Les usages différenciés de la violence institutionnelle au Venezuela

Feb 25, 2023 | 0 Comentarios

Entretien avec Keymer Ávila, réalisé par Fabrice Andréani

1 de julio de 2021

Fabrice Andréani

Quel est l’état actuel des relations entre les forces de sécurité et la population vénézuélienne, notamment avec les classes populaires ?

Historiquement, les forces de sécurité vénézuéliennes se sont caractérisées par leur militarisation, leur instrumentalisation politique et partisane, ainsi que par leurs excès contre les classes populaires. La logique de guerre mise en œuvre face à diverses guérillas issues de la gauche dans les années 1960 et 1970[note]Ces guérillas, issues du Parti Communiste (PCV) et d’autres forces de gauche étaient soutenues par Cuba et visaient à mettre fin à la domination des partis social-démocrate (AD) et chrétien-démocrate (COPEI), qui s’alternaient au pouvoir depuis la réinstauration de la démocratie en 1958.[/note], à l’origine de milliers de cas de violations des droits humains, s’est transposée au cours des décennies suivantes aux pratiques ordinaires de maintien de l’ordre. En février 1989, la répression militaire et policière des protestations populaires (dites du Caracazo) contre des réformes d’inspiration néolibérale a provoqué entre 500 et 3000 morts selon les estimations d’ONG locales et internationales. Elle a constitué le point de non-retour en la matière.

Le pays est entré dans le XXIè siècle avec la promesse de rompre radicalement avec un système politique délégitimé, qui excluait et criminalisait les classes populaires. Or, malgré certains changements législatifs et discursifs, dans les faits la violence et la létalité des forces de sécurité ont considérablement augmenté au cours de la dernière décennie, en particulier à partir de 2013, avec des rebonds importants en 2015, 2016 et 2018. Cela correspond à la dégradation notable des conditions économiques et sociales du pays et à la perte de légitimité du gouvernement, qui a généralisé son recours à la violence institutionnelle sur fond de recul des droits civils et sociaux.

K. Ávila (version actualisée et adaptée du graphique original publié en 2019).

• Consigne:
Recopiez fidèlement le passage de l'entretien sur la violence institutionnelle au Venezuela, en commençant par « Feb 25, 2023 » et en poursuivant jusqu'à « classes populaires ? ».

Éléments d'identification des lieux

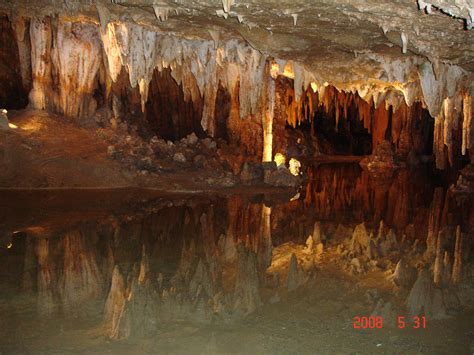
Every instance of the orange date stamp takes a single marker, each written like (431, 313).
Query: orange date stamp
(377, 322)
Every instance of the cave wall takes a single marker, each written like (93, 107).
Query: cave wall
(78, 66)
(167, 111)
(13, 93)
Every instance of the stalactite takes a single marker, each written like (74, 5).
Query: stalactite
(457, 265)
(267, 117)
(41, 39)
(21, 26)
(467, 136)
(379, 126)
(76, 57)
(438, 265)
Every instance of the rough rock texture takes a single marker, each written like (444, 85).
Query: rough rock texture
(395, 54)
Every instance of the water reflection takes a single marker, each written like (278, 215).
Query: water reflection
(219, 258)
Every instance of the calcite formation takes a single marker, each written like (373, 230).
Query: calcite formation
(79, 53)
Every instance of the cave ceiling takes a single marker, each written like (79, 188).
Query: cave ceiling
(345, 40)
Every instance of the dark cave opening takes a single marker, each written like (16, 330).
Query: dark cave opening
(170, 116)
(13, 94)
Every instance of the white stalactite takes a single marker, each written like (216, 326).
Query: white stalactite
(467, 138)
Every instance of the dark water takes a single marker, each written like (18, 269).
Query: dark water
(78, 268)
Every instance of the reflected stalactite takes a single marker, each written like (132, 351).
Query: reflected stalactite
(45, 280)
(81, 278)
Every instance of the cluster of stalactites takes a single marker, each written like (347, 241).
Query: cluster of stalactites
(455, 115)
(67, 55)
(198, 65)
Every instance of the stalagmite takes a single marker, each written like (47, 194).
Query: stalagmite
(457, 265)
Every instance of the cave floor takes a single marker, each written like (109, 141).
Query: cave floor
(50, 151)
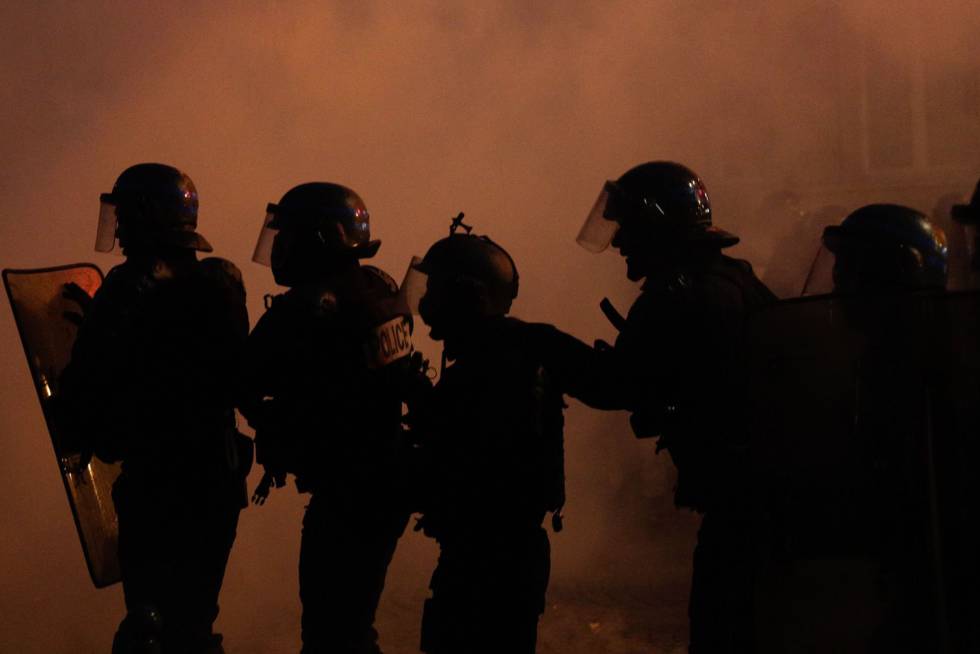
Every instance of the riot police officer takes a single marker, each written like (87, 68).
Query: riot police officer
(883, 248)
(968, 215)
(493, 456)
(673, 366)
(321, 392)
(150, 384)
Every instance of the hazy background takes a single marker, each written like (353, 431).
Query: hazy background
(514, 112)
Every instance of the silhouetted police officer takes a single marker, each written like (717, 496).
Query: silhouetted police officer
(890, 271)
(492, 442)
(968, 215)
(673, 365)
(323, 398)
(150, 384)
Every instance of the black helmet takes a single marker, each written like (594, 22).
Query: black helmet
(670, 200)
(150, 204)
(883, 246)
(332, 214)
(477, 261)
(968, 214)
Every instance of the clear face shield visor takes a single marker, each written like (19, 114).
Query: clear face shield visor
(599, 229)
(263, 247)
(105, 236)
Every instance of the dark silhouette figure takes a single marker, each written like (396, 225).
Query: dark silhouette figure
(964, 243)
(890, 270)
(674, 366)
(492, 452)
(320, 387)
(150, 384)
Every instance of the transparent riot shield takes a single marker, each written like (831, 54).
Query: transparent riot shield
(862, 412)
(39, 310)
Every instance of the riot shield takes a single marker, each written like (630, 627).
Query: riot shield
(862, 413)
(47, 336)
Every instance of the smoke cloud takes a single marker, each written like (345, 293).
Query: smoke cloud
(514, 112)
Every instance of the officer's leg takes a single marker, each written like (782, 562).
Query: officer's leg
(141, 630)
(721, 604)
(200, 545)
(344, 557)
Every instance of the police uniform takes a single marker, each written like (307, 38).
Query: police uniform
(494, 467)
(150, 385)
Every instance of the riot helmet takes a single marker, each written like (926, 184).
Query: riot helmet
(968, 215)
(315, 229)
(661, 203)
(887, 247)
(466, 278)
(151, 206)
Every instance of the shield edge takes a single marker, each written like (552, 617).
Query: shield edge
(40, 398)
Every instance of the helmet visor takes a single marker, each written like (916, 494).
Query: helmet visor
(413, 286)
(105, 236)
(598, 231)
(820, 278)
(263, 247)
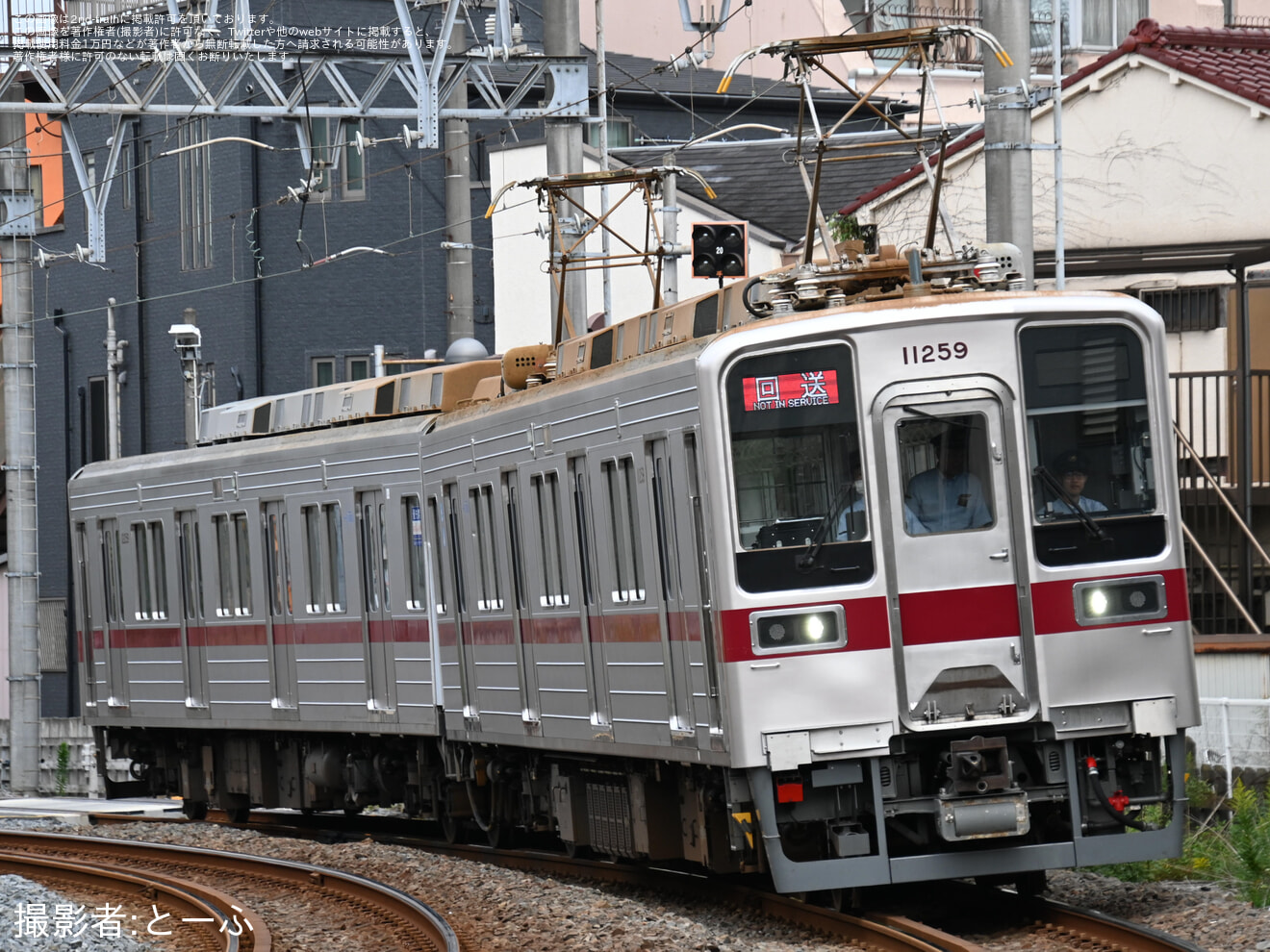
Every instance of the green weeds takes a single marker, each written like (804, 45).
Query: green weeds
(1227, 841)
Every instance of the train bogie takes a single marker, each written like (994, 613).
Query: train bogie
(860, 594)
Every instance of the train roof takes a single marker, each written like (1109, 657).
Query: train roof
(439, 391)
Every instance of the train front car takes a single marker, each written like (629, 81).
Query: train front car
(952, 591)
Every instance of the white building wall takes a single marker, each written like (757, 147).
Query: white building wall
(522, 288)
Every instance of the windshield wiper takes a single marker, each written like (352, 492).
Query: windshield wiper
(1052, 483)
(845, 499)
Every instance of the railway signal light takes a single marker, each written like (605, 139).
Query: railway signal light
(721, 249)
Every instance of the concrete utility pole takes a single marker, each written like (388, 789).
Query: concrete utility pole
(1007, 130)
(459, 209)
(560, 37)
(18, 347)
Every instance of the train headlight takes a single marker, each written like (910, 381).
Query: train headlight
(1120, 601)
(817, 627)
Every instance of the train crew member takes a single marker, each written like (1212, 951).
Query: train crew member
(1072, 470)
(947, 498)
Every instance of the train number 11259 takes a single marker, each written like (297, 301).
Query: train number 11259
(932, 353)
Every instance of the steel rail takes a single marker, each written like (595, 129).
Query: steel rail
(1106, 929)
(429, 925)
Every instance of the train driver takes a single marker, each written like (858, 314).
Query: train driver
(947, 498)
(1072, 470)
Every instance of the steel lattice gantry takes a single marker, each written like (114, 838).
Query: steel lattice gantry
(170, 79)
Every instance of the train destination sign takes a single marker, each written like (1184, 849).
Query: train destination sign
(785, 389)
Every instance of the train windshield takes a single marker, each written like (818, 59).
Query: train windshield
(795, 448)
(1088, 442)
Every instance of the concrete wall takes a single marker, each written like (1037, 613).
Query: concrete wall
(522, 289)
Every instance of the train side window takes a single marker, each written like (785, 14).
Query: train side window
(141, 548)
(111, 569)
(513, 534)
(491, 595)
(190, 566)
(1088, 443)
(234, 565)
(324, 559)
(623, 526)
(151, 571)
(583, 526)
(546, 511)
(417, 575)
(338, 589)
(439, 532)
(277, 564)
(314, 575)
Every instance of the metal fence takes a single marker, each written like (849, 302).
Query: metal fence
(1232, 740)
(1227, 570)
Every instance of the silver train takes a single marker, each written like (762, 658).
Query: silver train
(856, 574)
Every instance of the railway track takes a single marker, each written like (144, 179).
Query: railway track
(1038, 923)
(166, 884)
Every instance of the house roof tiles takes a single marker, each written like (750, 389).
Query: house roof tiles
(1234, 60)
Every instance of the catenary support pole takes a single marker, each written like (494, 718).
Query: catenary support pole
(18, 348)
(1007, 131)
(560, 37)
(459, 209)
==
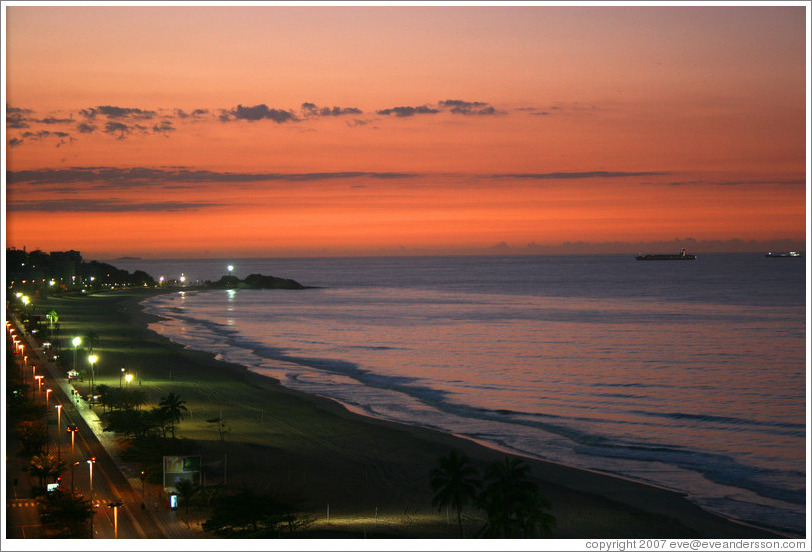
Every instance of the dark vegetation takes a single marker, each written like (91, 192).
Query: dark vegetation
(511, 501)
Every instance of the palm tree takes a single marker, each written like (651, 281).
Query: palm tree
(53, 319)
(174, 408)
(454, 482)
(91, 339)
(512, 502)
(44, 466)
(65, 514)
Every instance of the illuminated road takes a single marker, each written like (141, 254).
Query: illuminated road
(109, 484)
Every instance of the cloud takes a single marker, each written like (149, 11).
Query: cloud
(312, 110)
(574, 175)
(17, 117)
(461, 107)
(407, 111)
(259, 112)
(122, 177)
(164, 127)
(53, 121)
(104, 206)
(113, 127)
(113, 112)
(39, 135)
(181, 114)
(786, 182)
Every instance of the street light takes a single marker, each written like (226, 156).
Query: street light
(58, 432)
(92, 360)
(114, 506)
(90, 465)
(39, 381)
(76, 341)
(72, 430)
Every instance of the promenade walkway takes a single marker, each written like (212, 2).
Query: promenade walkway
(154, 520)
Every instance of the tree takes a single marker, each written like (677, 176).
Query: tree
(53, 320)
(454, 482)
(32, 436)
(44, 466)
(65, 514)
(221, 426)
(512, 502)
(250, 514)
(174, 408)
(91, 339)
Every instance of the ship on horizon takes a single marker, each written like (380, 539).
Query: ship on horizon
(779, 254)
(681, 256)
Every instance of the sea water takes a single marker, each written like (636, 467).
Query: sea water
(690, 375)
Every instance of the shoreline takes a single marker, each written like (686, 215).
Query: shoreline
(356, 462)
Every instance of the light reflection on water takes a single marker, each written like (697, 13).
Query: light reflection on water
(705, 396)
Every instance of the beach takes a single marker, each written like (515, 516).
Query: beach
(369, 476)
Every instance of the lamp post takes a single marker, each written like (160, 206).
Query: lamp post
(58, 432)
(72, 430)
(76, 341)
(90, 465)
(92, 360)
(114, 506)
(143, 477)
...
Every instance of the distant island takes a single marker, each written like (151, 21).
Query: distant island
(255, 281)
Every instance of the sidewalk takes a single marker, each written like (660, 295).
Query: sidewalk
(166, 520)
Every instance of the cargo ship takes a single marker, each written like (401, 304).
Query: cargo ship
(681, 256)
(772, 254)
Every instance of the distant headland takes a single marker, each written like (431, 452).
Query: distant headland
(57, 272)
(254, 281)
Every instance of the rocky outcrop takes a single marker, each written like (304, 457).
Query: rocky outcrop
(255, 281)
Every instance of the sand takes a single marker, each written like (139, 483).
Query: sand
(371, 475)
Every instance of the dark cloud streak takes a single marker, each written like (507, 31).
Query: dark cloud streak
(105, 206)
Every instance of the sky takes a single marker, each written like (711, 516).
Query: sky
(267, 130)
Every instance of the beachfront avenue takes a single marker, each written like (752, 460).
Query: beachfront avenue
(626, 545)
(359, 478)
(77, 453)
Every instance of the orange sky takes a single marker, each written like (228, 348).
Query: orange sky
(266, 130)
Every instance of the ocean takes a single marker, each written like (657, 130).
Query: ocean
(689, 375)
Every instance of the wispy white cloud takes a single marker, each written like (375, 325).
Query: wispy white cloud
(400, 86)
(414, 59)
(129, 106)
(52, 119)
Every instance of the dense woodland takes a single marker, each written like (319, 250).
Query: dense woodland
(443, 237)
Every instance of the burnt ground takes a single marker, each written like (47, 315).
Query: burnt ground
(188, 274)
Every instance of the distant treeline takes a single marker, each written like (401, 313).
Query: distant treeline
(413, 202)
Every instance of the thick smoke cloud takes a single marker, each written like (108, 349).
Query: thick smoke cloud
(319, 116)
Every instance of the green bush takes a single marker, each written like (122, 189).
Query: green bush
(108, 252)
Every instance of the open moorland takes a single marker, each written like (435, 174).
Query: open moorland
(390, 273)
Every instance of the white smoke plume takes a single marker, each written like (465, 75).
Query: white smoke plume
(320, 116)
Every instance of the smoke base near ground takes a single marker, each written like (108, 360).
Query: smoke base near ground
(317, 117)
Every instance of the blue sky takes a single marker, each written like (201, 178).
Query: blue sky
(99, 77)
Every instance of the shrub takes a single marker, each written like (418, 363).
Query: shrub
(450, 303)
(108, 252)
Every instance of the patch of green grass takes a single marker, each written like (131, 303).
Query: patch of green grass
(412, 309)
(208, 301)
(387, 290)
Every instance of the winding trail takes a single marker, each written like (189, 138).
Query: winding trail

• Corrigé:
Feb 25, 2023 | 0 Comentarios

Entretien avec Keymer Ávila, réalisé par Fabrice Andréani

1 de julio de 2021

Fabrice Andréani

Quel est l’état actuel des relations entre les forces de sécurité et la population vénézuélienne, notamment avec les classes populaires ?